[[ DATA PROVIDED open ]]

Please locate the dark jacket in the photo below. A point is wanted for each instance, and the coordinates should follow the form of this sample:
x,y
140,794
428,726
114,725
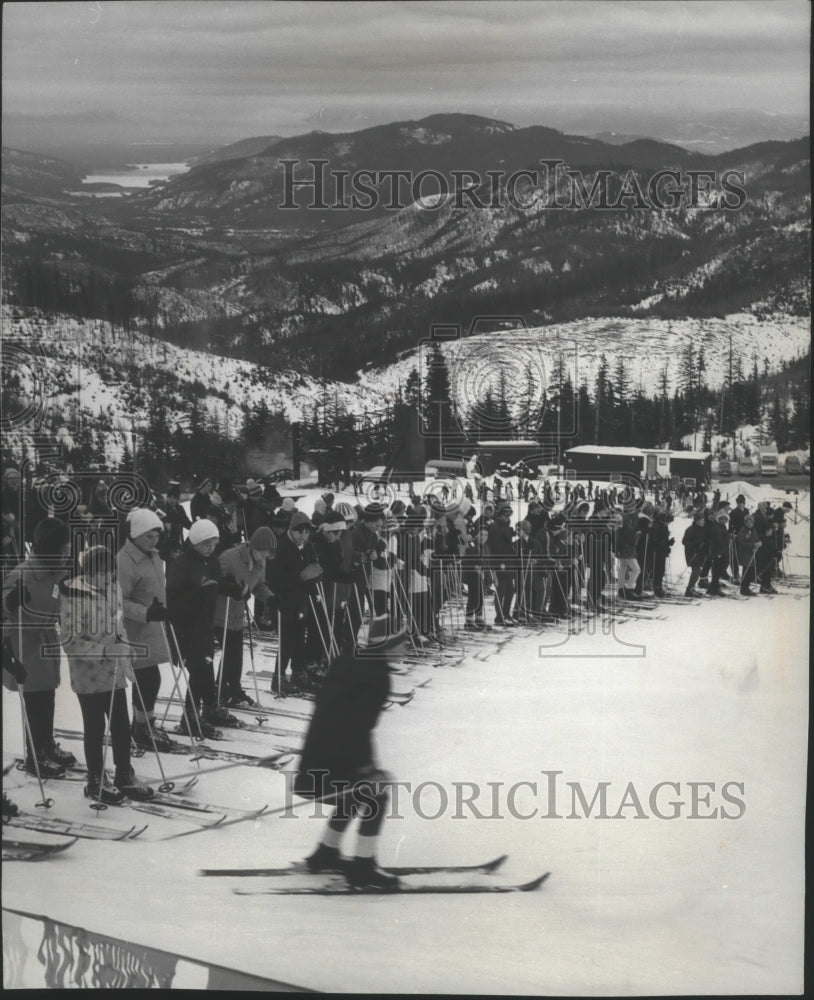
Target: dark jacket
x,y
339,744
695,544
193,585
718,539
500,541
284,574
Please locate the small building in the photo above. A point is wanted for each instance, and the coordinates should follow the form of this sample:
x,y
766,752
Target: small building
x,y
606,462
491,454
445,468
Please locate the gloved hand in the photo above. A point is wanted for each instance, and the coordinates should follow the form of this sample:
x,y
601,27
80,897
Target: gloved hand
x,y
12,664
17,596
311,572
156,612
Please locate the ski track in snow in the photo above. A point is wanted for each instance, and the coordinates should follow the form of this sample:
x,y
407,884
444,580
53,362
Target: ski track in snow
x,y
633,906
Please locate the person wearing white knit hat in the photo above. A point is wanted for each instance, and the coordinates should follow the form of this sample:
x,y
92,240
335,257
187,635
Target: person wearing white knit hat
x,y
143,586
194,580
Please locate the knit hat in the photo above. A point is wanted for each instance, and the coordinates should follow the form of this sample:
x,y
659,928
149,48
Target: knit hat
x,y
263,540
347,512
333,521
202,531
50,537
140,521
299,520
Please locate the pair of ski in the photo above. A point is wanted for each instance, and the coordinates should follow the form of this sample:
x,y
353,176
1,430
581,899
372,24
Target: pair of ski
x,y
201,751
73,828
296,880
25,850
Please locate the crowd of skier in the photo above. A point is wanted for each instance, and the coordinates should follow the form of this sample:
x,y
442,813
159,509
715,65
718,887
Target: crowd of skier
x,y
119,592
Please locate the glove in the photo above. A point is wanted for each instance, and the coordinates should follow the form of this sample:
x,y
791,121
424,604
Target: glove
x,y
156,612
17,596
311,572
12,664
371,773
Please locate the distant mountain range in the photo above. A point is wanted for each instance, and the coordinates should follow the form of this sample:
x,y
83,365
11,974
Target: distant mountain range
x,y
212,260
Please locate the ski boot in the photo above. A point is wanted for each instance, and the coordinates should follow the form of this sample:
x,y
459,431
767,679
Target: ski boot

[[ DATA PROVIDED closed ]]

_TASK REQUIREMENTS_: Give back only the lines from the one containing "Please locate the glove in" through the final line of the entries above, exactly as written, both included.

_THE ANSWER_:
Please locate the glove in the photo above. A point is wanted for each instance, and the coordinates should follow the form of this sample:
x,y
791,121
424,604
Target: glove
x,y
156,612
17,596
311,572
12,664
371,773
Please locate the distant mountain range in the photo above. A point is wanted for each instance, and the coordinates should follow the form of this sample:
x,y
83,365
11,974
Target: distant mountain range
x,y
212,260
Please locate the ski boot in the photo above. A point is wanted for each instance, and the coordinates should follow the form of this sample:
x,y
459,431
767,679
Target: ski boot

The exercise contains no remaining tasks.